■ Work required: Beginning with the line that holds "In each polygon", set down each line of the data below through the very last, exactly as given, and nothing beyond that.

■ Exercise data:
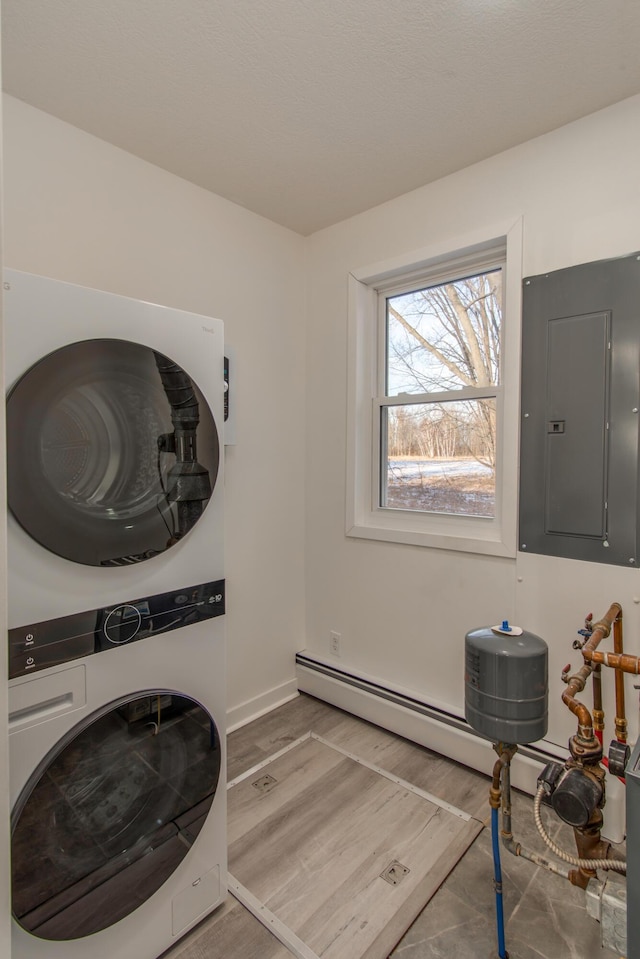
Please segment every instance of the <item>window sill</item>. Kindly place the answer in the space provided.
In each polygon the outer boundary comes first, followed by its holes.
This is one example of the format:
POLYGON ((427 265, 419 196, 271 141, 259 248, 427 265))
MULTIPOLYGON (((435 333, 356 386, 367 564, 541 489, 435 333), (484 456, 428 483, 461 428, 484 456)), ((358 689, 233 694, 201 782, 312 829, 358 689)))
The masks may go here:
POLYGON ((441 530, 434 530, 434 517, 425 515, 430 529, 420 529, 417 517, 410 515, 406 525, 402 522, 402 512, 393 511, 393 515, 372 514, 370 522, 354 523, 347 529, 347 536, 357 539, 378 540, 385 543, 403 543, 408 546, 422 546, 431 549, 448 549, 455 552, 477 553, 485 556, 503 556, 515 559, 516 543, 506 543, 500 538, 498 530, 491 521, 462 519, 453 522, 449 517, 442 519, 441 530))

■ Final answer:
In each polygon the outer boundary comes first, followed by its holes.
This is one example of the format:
POLYGON ((427 265, 419 196, 271 141, 259 248, 427 265))
MULTIPOLYGON (((435 333, 356 386, 367 564, 541 489, 435 333), (484 456, 428 483, 461 428, 484 456)), ((358 689, 233 694, 201 782, 312 829, 358 689)))
The masks may go here:
POLYGON ((441 530, 434 530, 434 517, 425 515, 430 529, 420 529, 417 517, 410 515, 406 525, 402 522, 402 512, 393 511, 393 515, 372 514, 370 522, 354 523, 347 529, 347 536, 357 539, 378 540, 385 543, 403 543, 408 546, 422 546, 431 549, 448 549, 455 552, 477 553, 485 556, 503 556, 515 559, 516 543, 506 543, 500 538, 498 530, 491 521, 462 519, 453 522, 449 517, 442 519, 441 530))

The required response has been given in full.